◆ Entries taken from a collection ◆
________________________________________
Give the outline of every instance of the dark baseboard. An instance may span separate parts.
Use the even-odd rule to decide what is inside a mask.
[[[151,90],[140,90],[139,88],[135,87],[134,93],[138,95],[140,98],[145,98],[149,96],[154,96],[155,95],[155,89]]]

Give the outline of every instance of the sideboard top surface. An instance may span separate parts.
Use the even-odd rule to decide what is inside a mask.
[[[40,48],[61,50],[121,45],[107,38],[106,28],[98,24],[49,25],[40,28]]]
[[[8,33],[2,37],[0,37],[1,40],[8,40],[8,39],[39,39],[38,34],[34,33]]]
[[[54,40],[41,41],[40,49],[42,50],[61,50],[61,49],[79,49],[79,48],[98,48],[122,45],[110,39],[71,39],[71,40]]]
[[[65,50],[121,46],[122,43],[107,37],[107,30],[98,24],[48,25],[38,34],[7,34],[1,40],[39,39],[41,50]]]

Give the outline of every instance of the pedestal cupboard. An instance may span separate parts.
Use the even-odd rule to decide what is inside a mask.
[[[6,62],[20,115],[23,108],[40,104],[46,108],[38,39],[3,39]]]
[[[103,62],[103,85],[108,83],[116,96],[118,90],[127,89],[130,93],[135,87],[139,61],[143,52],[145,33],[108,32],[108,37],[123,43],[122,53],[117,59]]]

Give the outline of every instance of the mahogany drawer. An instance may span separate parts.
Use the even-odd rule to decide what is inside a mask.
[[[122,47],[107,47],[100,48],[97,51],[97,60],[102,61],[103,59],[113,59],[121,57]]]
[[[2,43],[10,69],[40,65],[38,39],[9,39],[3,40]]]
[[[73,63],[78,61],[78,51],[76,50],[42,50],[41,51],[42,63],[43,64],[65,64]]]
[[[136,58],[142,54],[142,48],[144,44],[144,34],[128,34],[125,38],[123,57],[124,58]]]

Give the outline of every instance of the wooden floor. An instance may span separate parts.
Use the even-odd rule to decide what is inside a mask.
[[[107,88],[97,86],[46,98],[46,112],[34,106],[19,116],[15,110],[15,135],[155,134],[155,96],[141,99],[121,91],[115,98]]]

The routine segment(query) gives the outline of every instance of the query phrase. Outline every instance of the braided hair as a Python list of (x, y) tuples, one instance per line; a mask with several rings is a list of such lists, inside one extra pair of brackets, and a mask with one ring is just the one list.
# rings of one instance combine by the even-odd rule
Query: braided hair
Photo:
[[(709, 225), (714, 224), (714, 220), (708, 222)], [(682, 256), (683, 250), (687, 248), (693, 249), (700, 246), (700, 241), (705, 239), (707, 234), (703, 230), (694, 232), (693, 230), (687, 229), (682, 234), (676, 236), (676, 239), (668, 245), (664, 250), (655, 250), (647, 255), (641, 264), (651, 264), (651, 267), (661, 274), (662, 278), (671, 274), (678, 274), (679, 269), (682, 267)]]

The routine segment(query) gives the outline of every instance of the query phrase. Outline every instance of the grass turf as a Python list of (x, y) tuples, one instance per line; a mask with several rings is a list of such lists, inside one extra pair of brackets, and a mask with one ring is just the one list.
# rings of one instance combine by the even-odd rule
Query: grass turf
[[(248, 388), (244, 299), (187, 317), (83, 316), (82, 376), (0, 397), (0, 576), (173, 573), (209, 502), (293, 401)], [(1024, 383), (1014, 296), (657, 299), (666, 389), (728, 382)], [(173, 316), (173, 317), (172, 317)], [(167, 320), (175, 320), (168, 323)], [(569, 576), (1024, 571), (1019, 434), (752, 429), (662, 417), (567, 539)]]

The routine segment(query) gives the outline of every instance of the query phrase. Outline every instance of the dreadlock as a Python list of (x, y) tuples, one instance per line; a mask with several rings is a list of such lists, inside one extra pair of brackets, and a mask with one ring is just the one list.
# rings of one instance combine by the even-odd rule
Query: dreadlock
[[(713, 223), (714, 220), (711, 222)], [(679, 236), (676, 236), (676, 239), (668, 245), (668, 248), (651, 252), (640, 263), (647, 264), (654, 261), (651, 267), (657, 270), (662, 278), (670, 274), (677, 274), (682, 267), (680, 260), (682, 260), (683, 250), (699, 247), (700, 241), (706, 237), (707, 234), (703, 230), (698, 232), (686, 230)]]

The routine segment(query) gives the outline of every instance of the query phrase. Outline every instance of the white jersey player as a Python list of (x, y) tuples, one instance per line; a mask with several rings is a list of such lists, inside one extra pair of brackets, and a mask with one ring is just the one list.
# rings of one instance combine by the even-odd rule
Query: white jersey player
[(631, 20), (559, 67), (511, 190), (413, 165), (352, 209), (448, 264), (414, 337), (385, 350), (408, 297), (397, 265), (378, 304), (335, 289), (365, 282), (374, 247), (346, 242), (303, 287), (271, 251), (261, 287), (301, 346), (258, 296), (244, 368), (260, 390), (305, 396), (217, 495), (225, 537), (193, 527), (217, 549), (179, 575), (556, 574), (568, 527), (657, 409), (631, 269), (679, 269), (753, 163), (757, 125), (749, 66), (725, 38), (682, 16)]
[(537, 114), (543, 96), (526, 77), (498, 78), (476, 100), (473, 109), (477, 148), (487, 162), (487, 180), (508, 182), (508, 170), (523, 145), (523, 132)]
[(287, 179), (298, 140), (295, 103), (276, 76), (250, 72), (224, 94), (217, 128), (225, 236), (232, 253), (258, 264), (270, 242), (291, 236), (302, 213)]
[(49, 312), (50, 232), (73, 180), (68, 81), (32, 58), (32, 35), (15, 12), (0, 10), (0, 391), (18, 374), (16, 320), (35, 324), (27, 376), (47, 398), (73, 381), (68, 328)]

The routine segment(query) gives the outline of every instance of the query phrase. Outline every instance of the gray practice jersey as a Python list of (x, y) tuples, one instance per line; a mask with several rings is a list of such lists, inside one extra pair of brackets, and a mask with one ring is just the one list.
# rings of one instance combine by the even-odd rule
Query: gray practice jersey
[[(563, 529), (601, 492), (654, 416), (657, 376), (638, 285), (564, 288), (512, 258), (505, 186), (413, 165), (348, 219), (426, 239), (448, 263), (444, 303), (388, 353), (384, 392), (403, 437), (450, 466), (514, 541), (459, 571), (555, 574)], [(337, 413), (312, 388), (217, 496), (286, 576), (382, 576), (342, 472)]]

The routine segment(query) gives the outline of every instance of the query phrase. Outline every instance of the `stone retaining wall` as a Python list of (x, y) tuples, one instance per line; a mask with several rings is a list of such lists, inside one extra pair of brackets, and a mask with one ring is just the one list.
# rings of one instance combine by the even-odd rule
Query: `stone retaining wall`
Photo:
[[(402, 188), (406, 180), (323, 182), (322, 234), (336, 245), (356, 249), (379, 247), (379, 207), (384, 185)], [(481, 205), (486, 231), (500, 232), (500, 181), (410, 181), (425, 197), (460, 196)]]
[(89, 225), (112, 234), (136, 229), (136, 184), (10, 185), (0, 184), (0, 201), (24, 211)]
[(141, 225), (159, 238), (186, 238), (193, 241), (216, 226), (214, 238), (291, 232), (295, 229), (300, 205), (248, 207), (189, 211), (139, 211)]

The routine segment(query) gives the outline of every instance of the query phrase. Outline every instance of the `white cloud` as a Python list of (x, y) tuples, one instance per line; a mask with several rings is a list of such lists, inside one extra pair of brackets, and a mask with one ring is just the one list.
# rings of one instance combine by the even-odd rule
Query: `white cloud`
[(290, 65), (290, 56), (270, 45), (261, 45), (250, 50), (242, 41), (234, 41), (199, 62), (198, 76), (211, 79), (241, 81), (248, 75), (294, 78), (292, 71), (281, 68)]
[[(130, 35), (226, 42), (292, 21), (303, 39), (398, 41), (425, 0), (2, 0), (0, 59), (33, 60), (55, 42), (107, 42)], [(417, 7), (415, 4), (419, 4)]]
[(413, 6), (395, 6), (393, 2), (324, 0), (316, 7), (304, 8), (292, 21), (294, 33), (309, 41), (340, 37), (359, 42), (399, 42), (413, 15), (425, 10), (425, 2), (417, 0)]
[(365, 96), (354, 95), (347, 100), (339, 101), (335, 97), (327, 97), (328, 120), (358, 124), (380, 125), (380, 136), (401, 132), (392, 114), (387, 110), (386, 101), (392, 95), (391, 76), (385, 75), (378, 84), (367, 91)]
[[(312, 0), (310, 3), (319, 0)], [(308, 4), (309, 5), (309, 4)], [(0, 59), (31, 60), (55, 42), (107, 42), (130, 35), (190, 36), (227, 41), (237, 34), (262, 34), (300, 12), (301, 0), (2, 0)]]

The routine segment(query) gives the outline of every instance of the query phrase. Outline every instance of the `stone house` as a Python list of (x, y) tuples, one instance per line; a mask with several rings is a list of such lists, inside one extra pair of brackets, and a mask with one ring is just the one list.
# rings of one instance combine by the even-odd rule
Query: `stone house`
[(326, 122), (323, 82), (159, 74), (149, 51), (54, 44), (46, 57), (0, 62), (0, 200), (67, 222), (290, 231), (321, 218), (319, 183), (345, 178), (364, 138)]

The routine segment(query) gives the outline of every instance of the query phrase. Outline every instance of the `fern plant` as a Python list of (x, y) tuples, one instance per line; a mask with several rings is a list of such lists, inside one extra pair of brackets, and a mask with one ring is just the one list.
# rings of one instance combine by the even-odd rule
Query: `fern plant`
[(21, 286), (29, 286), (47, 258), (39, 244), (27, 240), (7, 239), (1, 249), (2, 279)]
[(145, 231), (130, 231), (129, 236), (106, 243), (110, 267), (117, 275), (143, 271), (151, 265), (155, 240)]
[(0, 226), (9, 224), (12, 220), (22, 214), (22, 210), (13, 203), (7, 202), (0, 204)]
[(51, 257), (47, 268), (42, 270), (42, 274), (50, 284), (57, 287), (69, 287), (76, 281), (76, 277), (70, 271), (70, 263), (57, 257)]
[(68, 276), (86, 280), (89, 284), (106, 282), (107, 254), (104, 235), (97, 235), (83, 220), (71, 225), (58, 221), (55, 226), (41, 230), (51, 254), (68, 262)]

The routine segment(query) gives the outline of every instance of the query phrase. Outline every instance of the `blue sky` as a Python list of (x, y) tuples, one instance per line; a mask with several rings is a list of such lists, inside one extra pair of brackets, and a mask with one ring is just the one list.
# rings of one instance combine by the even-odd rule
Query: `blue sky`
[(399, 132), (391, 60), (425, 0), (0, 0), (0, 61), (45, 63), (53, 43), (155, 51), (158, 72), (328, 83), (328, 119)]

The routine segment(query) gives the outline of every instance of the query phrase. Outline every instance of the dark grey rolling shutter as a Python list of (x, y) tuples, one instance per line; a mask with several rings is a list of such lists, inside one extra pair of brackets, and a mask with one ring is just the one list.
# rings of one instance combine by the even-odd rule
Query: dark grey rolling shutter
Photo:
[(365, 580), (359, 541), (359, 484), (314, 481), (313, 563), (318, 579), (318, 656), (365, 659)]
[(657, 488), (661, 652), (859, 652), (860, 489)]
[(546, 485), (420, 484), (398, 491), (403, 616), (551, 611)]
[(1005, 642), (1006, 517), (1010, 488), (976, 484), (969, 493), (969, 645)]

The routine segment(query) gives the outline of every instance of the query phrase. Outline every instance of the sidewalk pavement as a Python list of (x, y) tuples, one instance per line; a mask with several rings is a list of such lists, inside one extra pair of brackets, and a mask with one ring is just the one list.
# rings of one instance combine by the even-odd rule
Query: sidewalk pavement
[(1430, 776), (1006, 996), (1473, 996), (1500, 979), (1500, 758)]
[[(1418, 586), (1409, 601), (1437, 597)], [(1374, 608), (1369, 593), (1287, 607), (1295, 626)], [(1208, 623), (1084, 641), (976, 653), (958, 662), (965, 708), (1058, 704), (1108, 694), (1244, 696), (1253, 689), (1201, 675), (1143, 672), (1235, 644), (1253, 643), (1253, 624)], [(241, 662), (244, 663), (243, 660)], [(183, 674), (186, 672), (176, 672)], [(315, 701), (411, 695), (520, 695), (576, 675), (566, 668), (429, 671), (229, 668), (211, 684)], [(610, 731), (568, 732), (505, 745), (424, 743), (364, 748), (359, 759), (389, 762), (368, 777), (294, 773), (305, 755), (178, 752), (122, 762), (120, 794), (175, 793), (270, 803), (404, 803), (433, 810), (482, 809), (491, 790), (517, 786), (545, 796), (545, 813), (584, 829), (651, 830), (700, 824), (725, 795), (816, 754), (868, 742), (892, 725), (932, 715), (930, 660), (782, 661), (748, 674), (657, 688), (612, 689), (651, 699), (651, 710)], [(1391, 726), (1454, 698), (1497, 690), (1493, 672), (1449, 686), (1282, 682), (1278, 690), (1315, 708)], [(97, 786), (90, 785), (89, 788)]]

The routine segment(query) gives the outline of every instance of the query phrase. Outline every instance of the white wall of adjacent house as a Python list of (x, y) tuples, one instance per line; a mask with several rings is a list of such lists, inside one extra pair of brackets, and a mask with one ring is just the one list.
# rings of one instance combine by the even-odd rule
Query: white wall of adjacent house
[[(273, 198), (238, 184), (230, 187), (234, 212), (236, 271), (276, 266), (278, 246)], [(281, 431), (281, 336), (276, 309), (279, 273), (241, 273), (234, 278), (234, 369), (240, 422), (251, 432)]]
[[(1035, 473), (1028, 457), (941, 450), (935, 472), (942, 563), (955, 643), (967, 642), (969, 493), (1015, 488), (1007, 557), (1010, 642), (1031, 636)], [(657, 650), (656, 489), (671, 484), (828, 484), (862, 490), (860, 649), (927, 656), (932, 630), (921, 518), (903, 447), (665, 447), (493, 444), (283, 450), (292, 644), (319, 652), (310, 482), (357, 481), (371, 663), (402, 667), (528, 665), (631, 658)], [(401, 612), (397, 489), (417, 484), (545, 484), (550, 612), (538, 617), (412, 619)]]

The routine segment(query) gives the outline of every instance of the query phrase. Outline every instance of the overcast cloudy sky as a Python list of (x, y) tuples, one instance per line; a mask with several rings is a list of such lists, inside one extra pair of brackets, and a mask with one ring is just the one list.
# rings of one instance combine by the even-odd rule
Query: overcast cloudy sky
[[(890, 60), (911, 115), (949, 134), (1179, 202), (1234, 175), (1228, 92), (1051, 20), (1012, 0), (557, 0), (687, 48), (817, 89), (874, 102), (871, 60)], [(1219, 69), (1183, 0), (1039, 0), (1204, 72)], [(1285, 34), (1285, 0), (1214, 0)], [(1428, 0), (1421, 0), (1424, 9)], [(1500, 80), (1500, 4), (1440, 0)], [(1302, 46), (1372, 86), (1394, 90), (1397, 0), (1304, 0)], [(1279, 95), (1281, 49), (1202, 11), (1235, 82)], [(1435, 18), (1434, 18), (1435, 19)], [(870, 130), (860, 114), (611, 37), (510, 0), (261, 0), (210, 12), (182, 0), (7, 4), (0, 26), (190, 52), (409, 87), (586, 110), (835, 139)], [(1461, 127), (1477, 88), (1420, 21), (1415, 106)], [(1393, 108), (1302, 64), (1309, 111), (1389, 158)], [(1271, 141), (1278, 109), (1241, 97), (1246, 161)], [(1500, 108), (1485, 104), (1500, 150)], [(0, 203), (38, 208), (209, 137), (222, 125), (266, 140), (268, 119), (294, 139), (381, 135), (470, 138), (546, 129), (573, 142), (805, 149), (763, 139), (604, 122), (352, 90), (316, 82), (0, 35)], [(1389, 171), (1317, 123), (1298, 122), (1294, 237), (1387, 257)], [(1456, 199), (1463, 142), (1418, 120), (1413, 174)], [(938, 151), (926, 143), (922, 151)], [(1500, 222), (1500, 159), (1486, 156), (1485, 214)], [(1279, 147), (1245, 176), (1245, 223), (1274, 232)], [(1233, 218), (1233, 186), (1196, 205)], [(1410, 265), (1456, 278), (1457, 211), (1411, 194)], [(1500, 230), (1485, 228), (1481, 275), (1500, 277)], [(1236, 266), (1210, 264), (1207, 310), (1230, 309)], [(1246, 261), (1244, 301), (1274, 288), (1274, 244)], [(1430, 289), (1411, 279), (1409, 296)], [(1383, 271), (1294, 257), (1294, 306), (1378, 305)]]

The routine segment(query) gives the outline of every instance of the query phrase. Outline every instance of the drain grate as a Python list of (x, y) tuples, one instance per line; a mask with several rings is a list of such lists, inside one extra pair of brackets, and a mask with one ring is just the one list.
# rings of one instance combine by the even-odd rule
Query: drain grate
________________________________________
Exactly as they appear above, output the lines of the data from the first through the one that contains "Give the outline of every instance of the mahogany", and only those lines.

Give the outline of every instance of the dark baseboard. An instance may span separate parts.
Use the even-odd rule to decide what is inside a mask.
[[[151,90],[140,90],[139,88],[135,87],[134,93],[138,95],[140,98],[145,98],[149,96],[154,96],[155,95],[155,89]]]

Give the outline of every instance of the sideboard top surface. An instance may span separate parts.
Use the even-odd rule to decide what is inside a mask.
[[[40,48],[61,50],[121,45],[107,38],[106,28],[98,24],[49,25],[40,28]]]
[[[8,33],[2,37],[0,37],[1,40],[8,40],[8,39],[39,39],[38,34],[34,33]]]
[[[54,40],[41,41],[40,49],[42,50],[61,50],[61,49],[79,49],[79,48],[98,48],[122,45],[110,39],[71,39],[71,40]]]
[[[65,50],[121,46],[122,43],[107,37],[107,30],[98,24],[48,25],[38,34],[7,34],[1,40],[39,39],[41,50]]]

Give the outline of every instance of the pedestal cupboard. An instance may span separate parts.
Use the even-odd rule to decide what is inside a mask.
[[[6,62],[20,115],[23,108],[40,104],[46,108],[38,39],[3,39]]]
[[[103,62],[103,85],[108,83],[116,96],[118,90],[127,89],[130,93],[135,87],[139,61],[143,52],[145,33],[108,32],[108,37],[123,43],[122,53],[117,59]]]

Give the outline of every instance of the mahogany drawer. An instance may span separate parts.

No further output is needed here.